La réponse de Bonaparte fut la même à toutes les adresses:

« Nourri dans les camps, je n'ai jamais mis aucune importance à des dangers qui ne m'inspirent aucune crainte... Le ciel veillera sur la France, et déjouera les complots des méchants. Les citoyens doivent être sans alarmes. Ma vie durera tant qu'elle sera nécessaire à la nation. »>

M. l'évêque Duvoisin ne pouvait garder le silence dans une circonstance semblable. Sa voix se fit donc entendre à l'occasion d'un Te Deum chanté en action de grâces de la découverte de cette conspiratión:

Le chef de l'état, mes très-chers frères, ne peut être menace, que tous les membres ne le soient en même temps: les dangers du premier consul sont les nôtres. En apprenant l'horrible conspiration tramée contre son auguste personne, vous avez tremblé pour vous-mêmes. Quand la reconnaissance et l'admiration ne vous intéresseraient pas vivement à la conservation du libérateur et du restaurateur de la France, il ne faudrait qu'un retour sur vous-mêmes pour vous faire sentir, le prix d'une telle vie. Vos destinées en dépendent. Bonaparte a vécu assez pour la gloire, mais pas assez pour affermir votre bonheur, et si Dieu n'eût détourné le coup-que des scélérats lui préparaient, ce serait en vain qu'il vous aurait sauvés des horreurs de l'anarchie.

- Données fournies
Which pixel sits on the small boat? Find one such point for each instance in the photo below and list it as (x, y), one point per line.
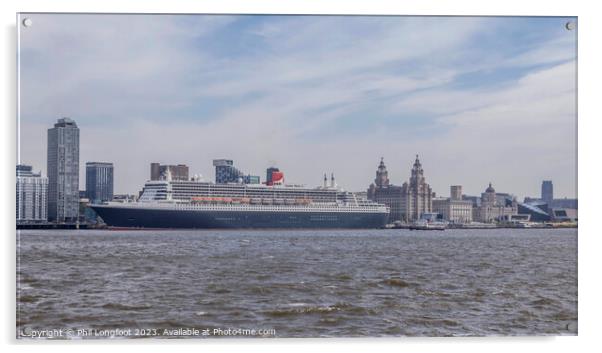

- Travail à faire
• A. Réécrivez l'extrait cité en commençant par « Le chef de l'état, mes » et en continuant jusqu'à « horreurs de l'anarchie. », avec « criminels » à la place de « scélérats ».
• B. D'après l'extrait cité, combien de temps Bonaparte affirme-t-il que sa vie durera ?
Appuyez-vous uniquement sur l'extrait cité.

- Réponses par tâche
• A.
Le chef de l'état, mes très-chers frères, ne peut être menace, que tous les membres ne le soient en même temps: les dangers du premier consul sont les nôtres. En apprenant l'horrible conspiration tramée contre son auguste personne, vous avez tremblé pour vous-mêmes. Quand la reconnaissance et l'admiration ne vous intéresseraient pas vivement à la conservation du libérateur et du restaurateur de la France, il ne faudrait qu'un retour sur vous-mêmes pour vous faire sentir, le prix d'une telle vie. Vos destinées en dépendent. Bonaparte a vécu assez pour la gloire, mais pas assez pour affermir votre bonheur, et si Dieu n'eût détourné le coup-que des criminels lui préparaient, ce serait en vain qu'il vous aurait sauvés des horreurs de l'anarchie.

• B. Tant qu'elle sera nécessaire à la nation.